Task data -
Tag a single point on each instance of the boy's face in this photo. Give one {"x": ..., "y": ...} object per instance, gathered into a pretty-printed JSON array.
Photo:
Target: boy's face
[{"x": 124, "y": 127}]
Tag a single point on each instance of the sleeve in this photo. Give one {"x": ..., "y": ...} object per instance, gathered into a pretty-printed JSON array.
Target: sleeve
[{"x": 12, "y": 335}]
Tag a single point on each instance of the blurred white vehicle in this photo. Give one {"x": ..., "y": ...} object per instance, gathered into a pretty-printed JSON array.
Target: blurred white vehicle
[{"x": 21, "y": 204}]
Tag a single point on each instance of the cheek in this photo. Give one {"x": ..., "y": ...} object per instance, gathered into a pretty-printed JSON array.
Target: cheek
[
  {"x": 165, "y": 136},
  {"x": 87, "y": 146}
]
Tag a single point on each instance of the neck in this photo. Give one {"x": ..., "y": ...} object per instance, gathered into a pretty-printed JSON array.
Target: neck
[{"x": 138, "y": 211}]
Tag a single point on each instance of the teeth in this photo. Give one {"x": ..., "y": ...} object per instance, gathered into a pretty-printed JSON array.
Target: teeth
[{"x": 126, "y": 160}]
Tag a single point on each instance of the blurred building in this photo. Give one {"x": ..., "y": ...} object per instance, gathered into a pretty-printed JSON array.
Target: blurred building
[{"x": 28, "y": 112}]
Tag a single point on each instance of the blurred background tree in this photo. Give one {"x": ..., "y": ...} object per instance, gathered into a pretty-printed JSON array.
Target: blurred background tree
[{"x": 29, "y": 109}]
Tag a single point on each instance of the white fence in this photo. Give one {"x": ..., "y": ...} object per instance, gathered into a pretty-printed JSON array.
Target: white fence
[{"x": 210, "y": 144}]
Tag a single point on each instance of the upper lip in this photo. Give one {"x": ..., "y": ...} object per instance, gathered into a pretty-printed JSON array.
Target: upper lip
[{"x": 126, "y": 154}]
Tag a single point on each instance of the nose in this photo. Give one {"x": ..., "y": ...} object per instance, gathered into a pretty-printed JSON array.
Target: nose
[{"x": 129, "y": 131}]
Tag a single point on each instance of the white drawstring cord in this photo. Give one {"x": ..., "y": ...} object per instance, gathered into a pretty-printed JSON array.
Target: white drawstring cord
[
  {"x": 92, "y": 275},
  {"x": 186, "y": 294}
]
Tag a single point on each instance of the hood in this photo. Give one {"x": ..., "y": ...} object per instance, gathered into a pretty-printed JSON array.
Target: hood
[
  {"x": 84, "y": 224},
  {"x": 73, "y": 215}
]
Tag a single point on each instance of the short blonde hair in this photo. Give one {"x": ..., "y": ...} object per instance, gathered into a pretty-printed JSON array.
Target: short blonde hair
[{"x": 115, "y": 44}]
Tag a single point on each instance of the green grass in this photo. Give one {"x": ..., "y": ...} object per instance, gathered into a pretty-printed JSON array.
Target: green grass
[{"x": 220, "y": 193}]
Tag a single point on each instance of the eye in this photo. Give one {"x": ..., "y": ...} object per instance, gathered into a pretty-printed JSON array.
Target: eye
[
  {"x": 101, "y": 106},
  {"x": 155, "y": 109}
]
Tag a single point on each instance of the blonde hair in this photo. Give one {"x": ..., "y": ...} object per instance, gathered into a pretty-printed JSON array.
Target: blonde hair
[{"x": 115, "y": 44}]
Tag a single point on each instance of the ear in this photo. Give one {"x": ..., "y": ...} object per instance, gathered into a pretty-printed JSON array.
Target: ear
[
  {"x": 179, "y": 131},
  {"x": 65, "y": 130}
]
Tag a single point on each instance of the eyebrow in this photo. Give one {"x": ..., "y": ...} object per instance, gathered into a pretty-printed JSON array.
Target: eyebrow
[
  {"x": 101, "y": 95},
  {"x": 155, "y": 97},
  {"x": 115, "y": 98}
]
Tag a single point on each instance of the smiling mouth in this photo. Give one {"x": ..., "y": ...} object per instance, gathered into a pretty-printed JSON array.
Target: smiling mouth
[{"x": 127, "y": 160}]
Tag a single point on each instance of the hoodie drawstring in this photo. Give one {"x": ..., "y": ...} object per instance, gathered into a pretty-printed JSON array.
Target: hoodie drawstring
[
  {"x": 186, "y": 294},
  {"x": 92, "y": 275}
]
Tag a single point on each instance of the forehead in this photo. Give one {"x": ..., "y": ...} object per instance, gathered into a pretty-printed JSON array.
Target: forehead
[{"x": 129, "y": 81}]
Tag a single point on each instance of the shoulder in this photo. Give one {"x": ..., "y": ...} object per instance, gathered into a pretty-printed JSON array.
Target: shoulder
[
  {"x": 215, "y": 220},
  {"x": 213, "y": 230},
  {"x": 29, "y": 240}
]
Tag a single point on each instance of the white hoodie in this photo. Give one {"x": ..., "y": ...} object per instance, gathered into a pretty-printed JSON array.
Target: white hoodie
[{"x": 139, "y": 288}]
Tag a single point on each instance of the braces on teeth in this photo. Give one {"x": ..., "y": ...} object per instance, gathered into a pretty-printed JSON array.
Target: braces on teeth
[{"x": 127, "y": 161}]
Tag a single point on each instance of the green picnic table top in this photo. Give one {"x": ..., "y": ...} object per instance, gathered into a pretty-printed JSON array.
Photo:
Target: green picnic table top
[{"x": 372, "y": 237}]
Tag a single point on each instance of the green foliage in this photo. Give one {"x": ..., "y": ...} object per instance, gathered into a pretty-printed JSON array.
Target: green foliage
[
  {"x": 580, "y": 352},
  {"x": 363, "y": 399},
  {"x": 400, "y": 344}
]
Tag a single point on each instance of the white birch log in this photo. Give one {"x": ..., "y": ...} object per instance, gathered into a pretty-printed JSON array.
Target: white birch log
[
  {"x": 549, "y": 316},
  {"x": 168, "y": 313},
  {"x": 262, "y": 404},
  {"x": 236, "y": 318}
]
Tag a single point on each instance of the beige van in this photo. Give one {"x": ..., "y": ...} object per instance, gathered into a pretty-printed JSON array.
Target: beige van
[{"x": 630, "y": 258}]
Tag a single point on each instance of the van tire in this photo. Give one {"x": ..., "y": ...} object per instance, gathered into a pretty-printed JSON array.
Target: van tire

Exercise instructions - Keep only those lines of the records that hold "tire", and return them.

Written solution -
Tag a single point on each instance of the van tire in this photo. Give one {"x": ..., "y": ...} object per instance, gathered into a pretty-printed JSON array.
Target: van tire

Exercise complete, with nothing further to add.